- [Task objective]:
Please quote the lines from the line with "--target=white table --vertices=whole-pixels" up to and including the line with "[[[84,291],[2,241],[0,241],[0,290]]]", keeping the pictures out of your answer.

-- start Records for processing --

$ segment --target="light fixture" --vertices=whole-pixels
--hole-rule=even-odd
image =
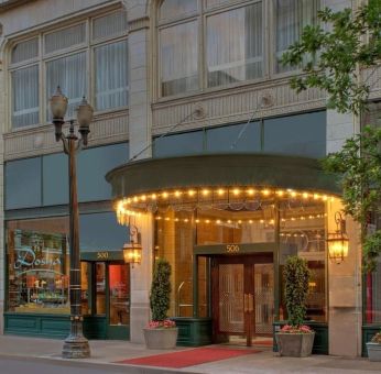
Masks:
[[[123,258],[126,264],[140,264],[142,261],[142,246],[140,245],[140,235],[138,228],[129,226],[130,242],[123,245]]]
[[[336,231],[327,234],[328,256],[336,264],[341,264],[348,257],[349,240],[346,233],[346,221],[339,211],[335,213],[335,223]]]

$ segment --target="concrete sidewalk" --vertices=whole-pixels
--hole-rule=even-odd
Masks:
[[[56,360],[81,364],[99,364],[120,366],[118,361],[148,356],[171,351],[146,350],[143,344],[128,341],[92,340],[90,341],[91,358],[86,360],[64,360],[61,358],[62,340],[0,336],[0,355],[13,358],[34,358],[39,360]],[[236,346],[231,346],[236,348]],[[175,351],[188,350],[177,348]],[[241,348],[247,349],[247,348]],[[122,366],[127,366],[122,364]],[[151,366],[150,366],[151,367]],[[132,366],[131,366],[132,369]],[[148,366],[134,366],[135,373],[151,372]],[[152,372],[162,373],[381,373],[381,362],[369,362],[367,359],[344,359],[327,355],[313,355],[305,359],[280,358],[270,349],[260,353],[241,355],[233,359],[215,361],[185,369],[161,369]]]

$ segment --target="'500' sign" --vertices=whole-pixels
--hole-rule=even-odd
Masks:
[[[237,244],[228,244],[226,246],[226,252],[228,252],[228,253],[237,253],[237,252],[239,252],[239,245],[237,245]]]

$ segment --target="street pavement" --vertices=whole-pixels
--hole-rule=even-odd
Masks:
[[[347,359],[328,355],[312,355],[304,359],[280,358],[270,349],[260,353],[228,360],[171,370],[152,366],[118,364],[122,360],[148,356],[173,351],[146,350],[143,344],[128,341],[90,341],[91,358],[67,360],[61,358],[62,340],[0,336],[0,374],[73,374],[87,373],[381,373],[381,362],[368,359]],[[232,346],[235,348],[235,346]],[[241,348],[246,349],[246,348]],[[187,350],[177,348],[174,351]]]

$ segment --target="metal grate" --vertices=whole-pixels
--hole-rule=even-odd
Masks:
[[[100,16],[92,21],[92,38],[116,36],[127,31],[127,14],[124,11]]]

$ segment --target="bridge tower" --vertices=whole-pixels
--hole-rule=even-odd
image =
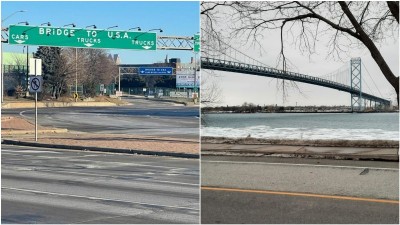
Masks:
[[[361,111],[362,90],[361,90],[361,58],[352,58],[350,60],[350,82],[351,88],[357,90],[357,93],[351,94],[351,111]]]

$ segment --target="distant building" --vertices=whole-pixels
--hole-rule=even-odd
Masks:
[[[115,65],[121,64],[121,59],[119,58],[119,55],[118,55],[118,54],[114,54],[114,56],[112,56],[111,54],[109,54],[109,55],[108,55],[108,58],[109,58],[110,60],[112,60],[112,61],[115,63]]]

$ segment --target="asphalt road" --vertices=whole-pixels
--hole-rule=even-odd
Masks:
[[[2,145],[2,223],[199,223],[199,161]]]
[[[38,123],[80,132],[199,138],[198,107],[144,98],[124,100],[133,105],[39,108]],[[3,115],[22,116],[30,121],[34,121],[34,113],[35,109],[2,109]]]
[[[395,162],[202,156],[202,223],[399,222]]]

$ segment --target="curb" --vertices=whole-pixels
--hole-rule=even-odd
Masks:
[[[309,158],[309,159],[336,159],[336,160],[371,160],[399,162],[398,155],[361,155],[361,154],[332,154],[332,153],[301,153],[301,152],[230,152],[202,150],[203,156],[267,156],[280,158]]]
[[[38,108],[62,108],[62,107],[112,107],[117,106],[112,102],[38,102]],[[2,109],[34,108],[35,102],[6,102],[1,104]]]
[[[44,147],[44,148],[61,148],[61,149],[82,150],[82,151],[127,153],[127,154],[139,154],[139,155],[154,155],[154,156],[171,156],[171,157],[189,158],[189,159],[198,159],[199,158],[199,155],[196,155],[196,154],[176,153],[176,152],[160,152],[160,151],[144,151],[144,150],[137,150],[137,149],[115,149],[115,148],[100,148],[100,147],[88,147],[88,146],[42,144],[42,143],[32,143],[32,142],[14,141],[14,140],[1,140],[1,143],[8,144],[8,145],[21,145],[21,146],[32,146],[32,147]]]
[[[38,130],[38,134],[61,134],[61,133],[67,133],[68,129],[52,129],[52,130]],[[12,136],[12,135],[18,135],[18,134],[34,134],[35,130],[2,130],[1,135],[2,136]]]

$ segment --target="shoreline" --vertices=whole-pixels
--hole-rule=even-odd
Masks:
[[[202,136],[202,143],[238,145],[286,145],[312,147],[355,147],[355,148],[399,148],[395,140],[304,140],[304,139],[261,139]]]

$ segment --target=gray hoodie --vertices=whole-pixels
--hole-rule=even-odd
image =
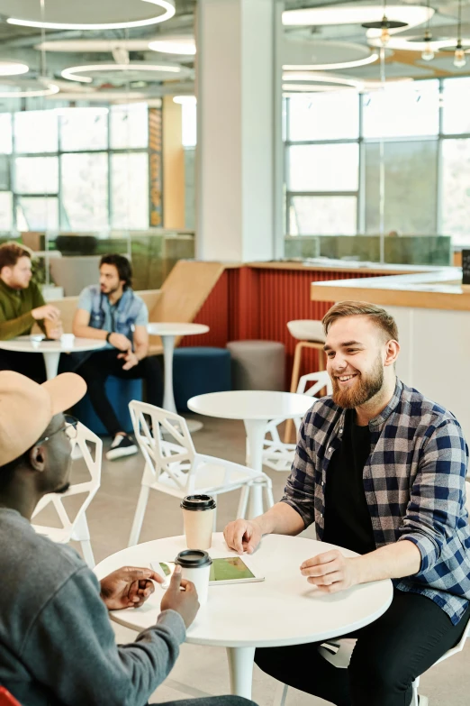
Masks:
[[[116,646],[99,582],[78,555],[0,508],[0,684],[22,706],[144,706],[185,637],[181,616],[166,610]]]

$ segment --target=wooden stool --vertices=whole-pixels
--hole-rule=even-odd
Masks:
[[[288,321],[287,328],[294,338],[297,338],[299,343],[295,346],[294,354],[294,367],[292,369],[291,392],[297,391],[297,386],[300,380],[302,351],[303,348],[315,348],[318,353],[318,369],[320,371],[325,370],[323,346],[325,344],[325,333],[323,325],[321,321],[313,319],[298,319]],[[284,436],[285,444],[288,444],[293,430],[292,419],[287,419],[285,423],[285,431]]]

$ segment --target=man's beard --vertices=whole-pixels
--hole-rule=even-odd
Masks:
[[[377,392],[380,392],[384,385],[384,363],[380,354],[377,355],[370,373],[363,375],[361,372],[357,372],[357,381],[350,390],[346,388],[343,390],[336,376],[331,379],[333,402],[343,409],[353,409],[364,405],[372,399]]]
[[[63,485],[61,485],[59,488],[56,488],[56,490],[54,491],[54,492],[55,492],[57,495],[63,495],[64,493],[66,493],[66,492],[68,491],[68,490],[69,488],[70,488],[70,483],[64,483],[64,484],[63,484]]]

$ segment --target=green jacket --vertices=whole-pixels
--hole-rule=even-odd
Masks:
[[[0,279],[0,340],[30,334],[34,324],[31,312],[44,304],[34,282],[30,282],[26,289],[12,289]]]

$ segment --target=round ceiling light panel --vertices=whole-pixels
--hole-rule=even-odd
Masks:
[[[129,83],[165,81],[171,78],[180,78],[183,75],[190,73],[189,69],[185,69],[177,64],[146,64],[143,61],[133,61],[129,64],[72,66],[69,69],[64,69],[62,78],[81,83],[93,83],[94,80],[103,83],[109,80]]]
[[[380,47],[380,39],[369,40],[369,44],[374,47]],[[470,39],[462,39],[464,49],[467,51],[470,49]],[[456,40],[454,38],[424,41],[423,37],[391,37],[387,44],[387,49],[394,49],[403,51],[424,51],[430,49],[432,51],[455,51]]]
[[[196,52],[195,40],[194,37],[161,37],[149,43],[149,49],[152,51],[161,51],[164,54],[179,54],[194,56]]]
[[[417,27],[428,22],[433,14],[432,7],[419,5],[388,5],[387,17],[391,22],[404,23],[407,29]],[[303,10],[286,10],[283,13],[283,24],[288,27],[328,26],[339,24],[364,24],[365,23],[382,22],[384,4],[357,5],[349,3],[332,7],[309,7]],[[402,27],[391,29],[390,33],[402,32]],[[380,30],[368,30],[367,36],[376,36]]]
[[[41,98],[59,92],[59,86],[43,79],[0,79],[0,98]]]
[[[363,44],[287,36],[282,61],[285,70],[329,71],[373,64],[378,58],[377,52]]]
[[[27,74],[29,70],[29,66],[23,61],[9,61],[7,59],[0,60],[0,76],[20,76]]]
[[[317,71],[284,71],[283,91],[289,93],[318,93],[324,91],[338,91],[364,89],[364,81],[352,78],[349,76],[339,74],[320,73]]]
[[[0,0],[9,24],[46,30],[118,30],[169,20],[175,0]]]

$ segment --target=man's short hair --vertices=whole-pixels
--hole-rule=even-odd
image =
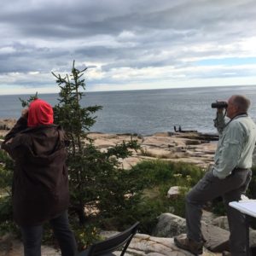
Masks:
[[[235,95],[233,102],[238,108],[240,113],[247,113],[251,105],[251,102],[245,96]]]

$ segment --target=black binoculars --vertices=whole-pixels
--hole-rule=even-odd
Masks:
[[[226,102],[217,102],[212,103],[212,108],[227,108],[228,103]]]

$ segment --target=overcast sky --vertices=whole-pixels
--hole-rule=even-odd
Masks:
[[[15,0],[0,9],[0,94],[256,84],[255,0]]]

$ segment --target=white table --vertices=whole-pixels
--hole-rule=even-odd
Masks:
[[[231,201],[229,203],[230,207],[233,207],[241,213],[246,215],[247,225],[247,254],[250,255],[249,246],[249,223],[247,216],[256,218],[256,200],[243,200],[239,201]]]

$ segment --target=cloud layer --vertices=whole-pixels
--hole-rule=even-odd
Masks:
[[[253,0],[19,0],[0,9],[0,94],[255,84]]]

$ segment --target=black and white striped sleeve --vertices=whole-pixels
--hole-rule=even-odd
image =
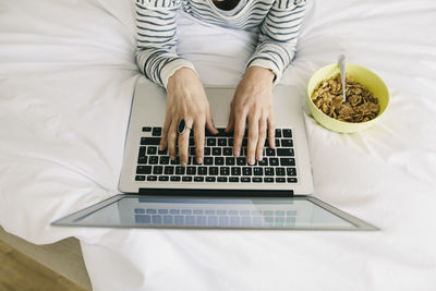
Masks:
[[[179,0],[135,0],[137,51],[141,72],[167,88],[168,78],[180,68],[194,65],[175,53],[175,14]]]
[[[271,70],[274,81],[280,81],[283,70],[295,54],[306,0],[276,0],[265,17],[257,47],[249,59],[247,68],[257,65]]]

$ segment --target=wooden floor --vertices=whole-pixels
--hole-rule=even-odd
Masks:
[[[84,291],[2,241],[0,241],[0,290]]]

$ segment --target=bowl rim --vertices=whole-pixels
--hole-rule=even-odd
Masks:
[[[347,63],[347,65],[349,65],[349,64],[352,65],[352,66],[359,68],[359,69],[363,69],[363,70],[368,71],[370,73],[374,74],[379,81],[382,81],[382,85],[383,85],[384,89],[386,89],[386,92],[387,92],[387,102],[386,102],[386,107],[385,107],[385,108],[383,109],[383,111],[379,112],[375,118],[373,118],[372,120],[368,120],[368,121],[364,121],[364,122],[348,122],[348,121],[341,121],[341,120],[338,120],[338,119],[335,119],[335,118],[331,118],[331,117],[327,116],[326,113],[323,112],[323,110],[320,110],[320,109],[313,102],[313,100],[312,100],[312,93],[313,93],[313,89],[312,89],[312,92],[308,90],[308,89],[310,89],[310,88],[308,88],[308,84],[311,83],[312,78],[313,78],[319,71],[325,70],[325,69],[327,69],[328,66],[332,66],[332,68],[338,66],[338,63],[326,64],[326,65],[319,68],[318,70],[316,70],[316,71],[312,74],[312,76],[308,78],[307,86],[306,86],[306,87],[307,87],[306,99],[313,105],[313,108],[314,108],[316,111],[318,111],[319,113],[322,113],[324,117],[328,118],[329,120],[331,120],[331,121],[334,121],[334,122],[337,122],[338,124],[347,124],[347,125],[350,125],[350,124],[353,125],[353,124],[354,124],[354,125],[359,126],[358,124],[368,124],[368,123],[372,123],[372,122],[374,122],[375,120],[377,120],[379,117],[382,117],[382,116],[385,113],[385,111],[386,111],[386,109],[388,108],[388,106],[389,106],[389,102],[390,102],[390,94],[389,94],[388,86],[386,85],[385,81],[384,81],[377,73],[375,73],[374,71],[372,71],[372,70],[370,70],[370,69],[367,69],[367,68],[365,68],[365,66],[355,64],[355,63]],[[339,66],[338,66],[338,68],[339,68]],[[325,80],[327,80],[327,78],[323,78],[323,81],[325,81]],[[322,81],[319,81],[319,82],[322,82]],[[315,85],[315,87],[319,84],[319,82]],[[315,88],[315,87],[314,87],[314,88]],[[378,99],[378,97],[377,97],[377,99]]]

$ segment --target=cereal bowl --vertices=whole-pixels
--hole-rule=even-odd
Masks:
[[[323,66],[318,71],[313,74],[311,80],[307,84],[307,106],[308,109],[314,117],[314,119],[322,124],[324,128],[340,132],[340,133],[353,133],[363,131],[368,129],[370,126],[374,125],[379,119],[380,116],[386,111],[386,108],[389,104],[389,90],[385,84],[385,82],[373,71],[356,65],[352,63],[347,64],[347,75],[353,78],[355,82],[362,84],[365,88],[367,88],[375,98],[378,99],[379,111],[378,114],[365,122],[346,122],[340,121],[335,118],[329,117],[328,114],[324,113],[312,100],[312,94],[316,86],[330,77],[339,74],[339,66],[337,63],[329,64]]]

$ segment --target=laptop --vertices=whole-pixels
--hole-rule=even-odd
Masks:
[[[53,226],[113,228],[376,230],[312,196],[313,180],[302,99],[292,86],[274,88],[275,148],[247,165],[246,136],[240,157],[225,132],[234,87],[205,87],[219,133],[205,130],[205,157],[195,161],[190,137],[186,167],[159,150],[166,90],[141,77],[126,133],[119,190]],[[192,133],[191,133],[192,134]]]

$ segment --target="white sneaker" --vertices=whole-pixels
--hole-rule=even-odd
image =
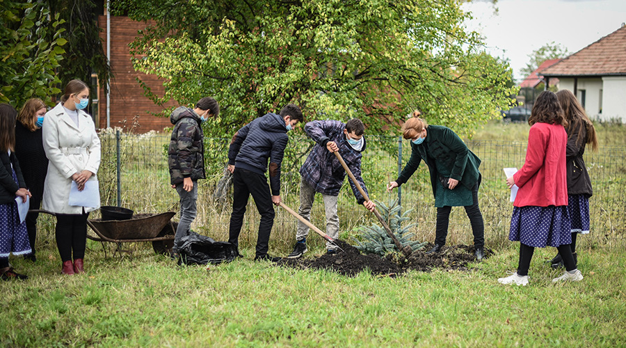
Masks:
[[[517,274],[517,272],[514,272],[508,277],[499,278],[498,283],[500,284],[515,284],[516,285],[526,286],[528,285],[528,276],[520,276]]]
[[[565,271],[563,272],[563,275],[559,278],[555,278],[552,279],[552,283],[559,282],[561,280],[568,280],[570,282],[577,282],[582,280],[583,276],[582,274],[580,273],[580,271],[578,269],[575,269],[574,274],[570,274],[570,272]]]

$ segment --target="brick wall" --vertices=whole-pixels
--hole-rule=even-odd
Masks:
[[[99,16],[98,23],[102,31],[102,47],[106,53],[106,16]],[[149,112],[159,112],[163,107],[155,105],[143,94],[136,77],[149,86],[153,93],[163,95],[162,80],[154,75],[136,72],[131,63],[128,44],[138,35],[137,31],[146,26],[145,23],[131,20],[127,17],[111,17],[111,68],[113,78],[111,81],[111,127],[122,127],[134,133],[145,133],[150,130],[163,131],[171,127],[168,118],[156,117]],[[100,81],[103,86],[104,81]],[[106,95],[100,88],[98,93],[99,107],[97,119],[99,128],[106,127]],[[175,105],[168,102],[166,108]]]

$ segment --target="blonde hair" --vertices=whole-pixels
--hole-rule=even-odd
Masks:
[[[414,139],[417,138],[424,128],[428,127],[428,124],[426,123],[426,120],[419,117],[421,115],[422,113],[419,112],[419,110],[415,110],[411,114],[412,117],[404,122],[404,125],[402,127],[403,138],[405,139]]]
[[[19,113],[17,115],[17,120],[24,125],[31,132],[37,130],[37,122],[35,113],[40,109],[45,109],[46,104],[38,98],[31,98],[24,103],[24,106],[19,109]]]

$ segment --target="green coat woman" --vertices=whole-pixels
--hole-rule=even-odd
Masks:
[[[481,159],[459,136],[447,127],[428,125],[415,117],[406,121],[403,137],[411,139],[411,158],[396,181],[387,185],[391,191],[406,182],[424,161],[428,166],[431,185],[437,207],[435,246],[428,253],[438,253],[445,245],[452,207],[463,206],[474,233],[476,258],[484,256],[484,223],[478,203],[481,184]]]

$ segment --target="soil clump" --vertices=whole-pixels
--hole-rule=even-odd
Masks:
[[[469,262],[476,261],[474,246],[456,245],[444,246],[438,253],[426,254],[433,244],[427,244],[421,250],[413,251],[408,258],[399,253],[381,257],[376,254],[363,255],[348,243],[335,239],[341,249],[335,254],[324,254],[316,258],[300,258],[281,260],[278,264],[300,269],[327,269],[347,276],[355,276],[369,269],[372,275],[396,276],[408,270],[430,271],[434,269],[467,270]],[[485,257],[493,255],[485,248]]]

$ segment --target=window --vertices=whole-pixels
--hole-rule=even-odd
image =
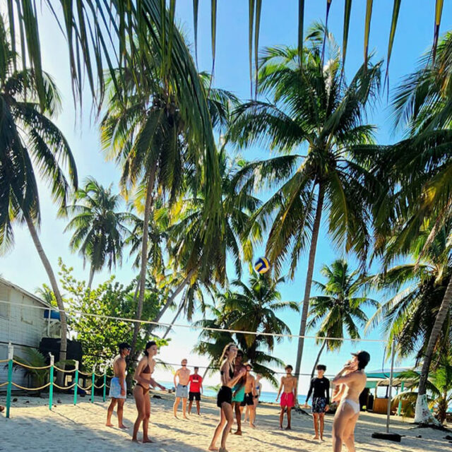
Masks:
[[[1,284],[0,284],[0,317],[9,319],[11,305],[1,302],[9,302],[9,287]]]

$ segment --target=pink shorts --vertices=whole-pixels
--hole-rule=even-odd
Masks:
[[[295,406],[295,396],[293,393],[282,393],[280,405],[282,407],[292,408]]]

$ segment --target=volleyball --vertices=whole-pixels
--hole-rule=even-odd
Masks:
[[[270,270],[270,263],[266,257],[260,257],[254,263],[254,270],[261,275],[266,273]]]

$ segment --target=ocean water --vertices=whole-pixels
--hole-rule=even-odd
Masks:
[[[162,381],[161,384],[162,384],[167,389],[172,389],[174,387],[174,385],[172,381]],[[217,391],[206,386],[204,388],[203,395],[206,397],[215,398],[217,396]],[[259,400],[261,402],[265,402],[266,403],[276,403],[276,396],[278,396],[277,392],[263,391],[261,393],[261,398],[259,398]],[[300,405],[303,405],[305,401],[306,396],[299,394],[298,396],[298,403]]]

-- end Records for processing --

- [Solution to the exercise]:
$ segment --target=white table --vertices=whole-pixels
--hole-rule=even-odd
Masks:
[[[231,201],[229,203],[230,207],[233,207],[241,213],[246,215],[247,225],[247,254],[250,255],[249,246],[249,223],[247,216],[256,218],[256,200],[243,200],[239,201]]]

$ segment --target=cloud layer --vertices=whole-pixels
--hole-rule=even-odd
Masks:
[[[253,0],[19,0],[0,9],[0,94],[255,84]]]

$ segment --target=black and white striped sleeve --vertices=whole-pixels
--hole-rule=even-odd
image =
Masks:
[[[179,0],[135,0],[137,51],[141,72],[167,88],[168,78],[180,68],[194,65],[175,53],[175,14]]]
[[[271,70],[274,81],[280,81],[283,70],[295,54],[306,0],[276,0],[265,17],[257,47],[249,59],[247,68],[257,65]]]

$ segment --target=wooden floor --vertices=whole-pixels
--hole-rule=even-odd
Masks:
[[[84,291],[2,241],[0,241],[0,290]]]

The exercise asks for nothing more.